• [Available records]
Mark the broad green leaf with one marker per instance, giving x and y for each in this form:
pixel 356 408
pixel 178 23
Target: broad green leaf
==
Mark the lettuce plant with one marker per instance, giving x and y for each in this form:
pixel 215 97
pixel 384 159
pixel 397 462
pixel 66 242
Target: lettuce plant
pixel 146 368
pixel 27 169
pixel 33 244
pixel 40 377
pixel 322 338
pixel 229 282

• [Exercise description]
In the entries above, find each line with the word "giving" and copy it.

• [Written solution]
Mark the broad green leaf with one marker per instance, giving x and y for each in this form:
Mark the lettuce plant with one marker per instance, giving x and y for each in this form:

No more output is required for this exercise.